When you retype the entries, keep each one exact and leave out the pictures.

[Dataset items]
---
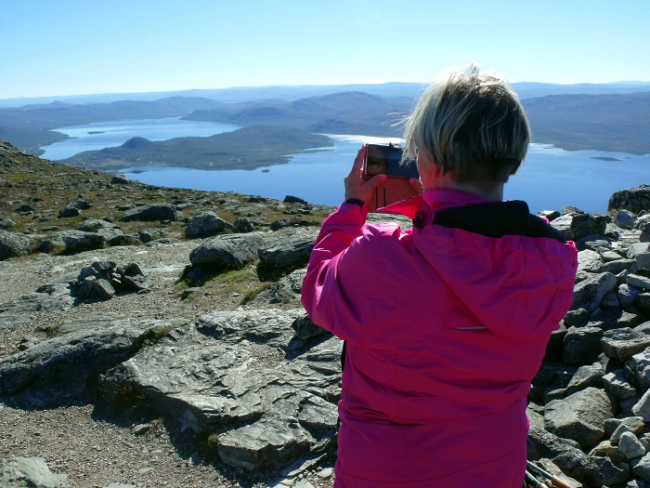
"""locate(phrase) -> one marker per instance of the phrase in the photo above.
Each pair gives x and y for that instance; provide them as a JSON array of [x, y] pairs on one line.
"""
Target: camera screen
[[386, 160]]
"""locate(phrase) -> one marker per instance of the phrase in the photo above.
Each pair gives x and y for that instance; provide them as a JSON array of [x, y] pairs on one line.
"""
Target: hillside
[[615, 123], [247, 148], [340, 113]]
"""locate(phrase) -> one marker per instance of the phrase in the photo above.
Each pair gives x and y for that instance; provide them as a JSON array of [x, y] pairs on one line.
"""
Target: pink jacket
[[446, 325]]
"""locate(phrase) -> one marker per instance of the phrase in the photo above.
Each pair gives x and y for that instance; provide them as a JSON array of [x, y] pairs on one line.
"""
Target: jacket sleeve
[[338, 290]]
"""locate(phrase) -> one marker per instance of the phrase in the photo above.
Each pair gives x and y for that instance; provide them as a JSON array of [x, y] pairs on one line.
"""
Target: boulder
[[155, 211], [632, 199], [292, 251], [579, 416], [624, 219], [588, 293], [586, 376], [21, 472], [206, 224], [77, 241], [227, 252], [623, 343], [582, 345], [12, 245]]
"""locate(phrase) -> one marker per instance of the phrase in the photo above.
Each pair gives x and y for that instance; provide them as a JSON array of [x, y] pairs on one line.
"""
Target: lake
[[551, 178], [98, 135]]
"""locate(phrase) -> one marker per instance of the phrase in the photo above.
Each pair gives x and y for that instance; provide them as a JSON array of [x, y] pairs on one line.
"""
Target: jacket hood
[[518, 260]]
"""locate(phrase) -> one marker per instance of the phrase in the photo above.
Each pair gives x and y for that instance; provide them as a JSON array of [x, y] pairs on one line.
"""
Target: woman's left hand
[[355, 187]]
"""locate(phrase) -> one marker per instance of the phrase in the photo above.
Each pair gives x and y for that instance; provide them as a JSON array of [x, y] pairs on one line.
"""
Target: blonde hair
[[471, 124]]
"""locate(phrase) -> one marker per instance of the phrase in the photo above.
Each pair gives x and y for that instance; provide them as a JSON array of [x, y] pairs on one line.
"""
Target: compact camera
[[386, 159]]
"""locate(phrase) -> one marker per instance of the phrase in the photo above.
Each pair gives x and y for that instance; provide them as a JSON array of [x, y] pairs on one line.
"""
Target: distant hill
[[247, 148], [290, 93], [340, 113], [615, 123]]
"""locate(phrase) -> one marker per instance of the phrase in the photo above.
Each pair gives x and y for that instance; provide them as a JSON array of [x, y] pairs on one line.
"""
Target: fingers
[[417, 185], [358, 161]]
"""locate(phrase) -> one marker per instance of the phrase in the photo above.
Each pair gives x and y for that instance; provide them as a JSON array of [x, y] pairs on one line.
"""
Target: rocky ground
[[154, 337]]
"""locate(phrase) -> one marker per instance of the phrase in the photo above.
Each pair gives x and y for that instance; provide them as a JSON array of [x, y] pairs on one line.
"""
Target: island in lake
[[247, 148], [605, 158]]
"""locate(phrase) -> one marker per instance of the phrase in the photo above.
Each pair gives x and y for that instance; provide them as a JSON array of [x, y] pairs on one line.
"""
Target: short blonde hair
[[471, 124]]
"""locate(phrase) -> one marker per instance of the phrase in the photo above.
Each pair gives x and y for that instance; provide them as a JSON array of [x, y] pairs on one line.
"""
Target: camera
[[387, 160]]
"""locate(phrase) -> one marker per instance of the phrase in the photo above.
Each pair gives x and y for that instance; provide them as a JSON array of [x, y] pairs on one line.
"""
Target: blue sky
[[69, 47]]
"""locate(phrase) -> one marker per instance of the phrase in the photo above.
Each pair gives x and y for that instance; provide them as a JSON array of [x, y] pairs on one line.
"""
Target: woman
[[446, 324]]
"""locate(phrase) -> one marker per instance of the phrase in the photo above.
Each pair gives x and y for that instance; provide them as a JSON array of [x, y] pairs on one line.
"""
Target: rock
[[156, 211], [291, 222], [624, 219], [582, 345], [632, 199], [588, 293], [292, 199], [639, 366], [622, 344], [242, 224], [306, 329], [209, 377], [617, 385], [579, 416], [75, 356], [227, 252], [207, 224], [93, 225], [286, 290], [590, 261], [77, 241], [20, 472], [642, 467], [69, 211], [640, 282], [635, 425], [12, 245], [288, 253], [120, 180], [136, 282], [124, 240], [586, 376]]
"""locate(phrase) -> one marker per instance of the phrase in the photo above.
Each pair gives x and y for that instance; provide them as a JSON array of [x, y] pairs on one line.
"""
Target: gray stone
[[156, 211], [627, 295], [579, 416], [588, 293], [632, 199], [637, 281], [77, 241], [620, 265], [582, 345], [120, 180], [625, 219], [306, 329], [617, 385], [12, 244], [635, 425], [642, 407], [93, 225], [73, 357], [590, 261], [242, 224], [639, 365], [623, 343], [20, 472], [227, 251], [207, 224], [586, 376], [642, 467], [291, 251]]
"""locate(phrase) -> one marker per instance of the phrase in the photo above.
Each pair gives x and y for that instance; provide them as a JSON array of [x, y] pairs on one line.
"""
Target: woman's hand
[[355, 187]]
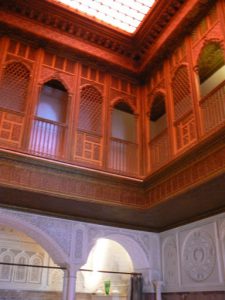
---
**ANSWER**
"""locate(phrase) -> one marker per instance of the phrase in the photo above.
Each pair gives x and y for that instance; provide them as a JSON array of [x, y] pairs on one line.
"""
Target: camera screen
[[386, 160]]
"""locate(phrase) -> one marker per instance of the phrase in the photo above.
Each pair gives x and y for that instance; provide them as a JSON array of [x, y] pairs on one line.
"""
Target: hillside
[[615, 123], [247, 148], [340, 113]]
"""locate(phrase) -> one marker per instance of the phrase in the photo above.
Each pair gives x and y for that instance; provide them as a JSON array of [x, y] pairs on one line.
"""
Target: pink jacket
[[446, 325]]
"""locate(phrase) -> one marker per instance of the phrase in the photo above.
Each pair gives x and y for that instance; provide them as a JSON array of [x, y] pairs on one line.
"""
Target: jacket sleeve
[[338, 290]]
"""locate(phrase) -> one marker per instance of the phrase in the photo above.
Each pair gives x and y for that instance; provide them as a JSON array of [x, y] pairs on one line.
"""
Target: boulder
[[155, 211], [632, 199], [292, 251], [579, 416], [624, 219], [588, 293], [586, 376], [21, 472], [206, 224], [77, 241], [227, 252], [623, 343], [582, 345], [12, 245]]
"""locate(phrase) -> one marker per instance of the phrase in the photo above.
Each pair gives x and y for that instance; provide them as a JSON array of [x, y] pairs on one line.
"""
Target: lake
[[551, 178], [98, 135]]
"""locate(phrase) -> one marker per instance of the phrase in the photo above.
Each pair gives x and y for that instance; provide them as a JSON array of [x, y] pairs on one line.
"""
Target: jacket hood
[[518, 260]]
"""locate(phrase) -> one marker per instance of the phrase in the photo above.
Each pair gives x and y for that instance; provide them as a JSON array of [x, y] pairs on one line.
"""
Target: woman's left hand
[[355, 187]]
"""locate(phrase) -> one marker per instance of the phrase in the photo above.
Each pair gives x and y for that instance; provide them as a JSON array of [x, y] pairs on one line.
"""
Target: blonde hair
[[471, 124]]
"""locate(phrase) -> one marker per instance of the phrase in the photo above.
Each pair gives x and y for that instance; provide them as a JSON array of [x, y] pairs on one line.
"""
Target: compact camera
[[386, 159]]
"""locate(phrase) -> one marker per instance of the phrase in the photo above.
Each pair gives x and y for that instance; provide them as a JSON array of [x, y] pairs on one line.
"""
Target: distant hill
[[247, 148], [290, 93], [340, 113], [615, 123]]
"""locate(phrase) -> one marker per instance of the phrase in the photo above.
Each pair gives x and y for that instance; provide them as a JSON array of [x, y] pairs on one line.
"""
Target: fingers
[[417, 185], [358, 161]]
"""locate(phrase) -> one marker per instance of the phrase in the photo above.
Each pair gives x and y for that instance; provide them as a JSON array of [x, y] pairs on one line.
"""
Target: rocky ground
[[154, 337]]
"""locate(phrase) -> one marker per instance of the phrase in the photo above.
Each pair gives x and y for that instance; provide them as a JSON array of [x, y] pairs on one line.
"""
Target: island in lake
[[247, 148], [605, 158]]
"""locate(phrase) -> one marker per instance of the phrase in the photo above.
Each pair gives x and y for that instance; provide them as a JSON array of [x, y] pairs on one line.
"""
Target: short blonde hair
[[471, 124]]
"""locate(phrase) -> one marker per instance of the phrase in the photo above.
Each pair gives x and y for that instance; provide them as a JSON array of [x, y] pairs on one line.
"""
Target: camera
[[387, 160]]
"""locate(phrase) -> one marker per instance of the phrase in the photo above.
Each pair gives x and y for that instance; provide them as a JSON array of [x, y] pairs on one line.
"""
Target: blue sky
[[69, 47]]
"""locate(phrase) -> one marker per instance of the phrase in the photo above.
Each pair gives x and y for that instance; provide them as a JSON array of [x, y] pairs on one line.
"""
Target: woman
[[446, 324]]
"""locate(phrase) -> one marker per instance of the phrase in the photo above.
Each pair gives x and y for that instance; provide them as a JSON array of [x, y] pairs on one line.
"""
Target: rock
[[156, 211], [291, 222], [624, 219], [582, 345], [632, 199], [588, 293], [292, 199], [639, 366], [622, 344], [242, 224], [306, 329], [209, 377], [617, 385], [579, 416], [75, 356], [227, 252], [207, 224], [93, 225], [286, 290], [590, 261], [77, 241], [20, 472], [642, 467], [69, 211], [640, 282], [635, 425], [12, 245], [288, 253], [120, 180], [136, 282], [124, 240], [586, 376]]
"""locate(phrase) -> one marker per instance of the phrase in the photo above.
Each pair gives x and y for that instance; provide them as a JSON array of [x, y] pairs on one line.
"""
Target: gray stone
[[156, 211], [627, 295], [579, 416], [588, 293], [632, 199], [637, 281], [77, 241], [620, 265], [582, 345], [120, 180], [625, 219], [306, 329], [617, 385], [12, 244], [635, 425], [642, 407], [93, 225], [73, 357], [590, 261], [242, 224], [639, 365], [623, 343], [20, 472], [227, 251], [207, 224], [586, 376], [642, 467], [291, 251]]
"""locate(phrase) -> one marker per instance of the phrase in the photo above.
Each pair gives x and y for that instance; provide them as a JSON array of [x, y] pairs on one line.
"""
Target: woman's hand
[[355, 187]]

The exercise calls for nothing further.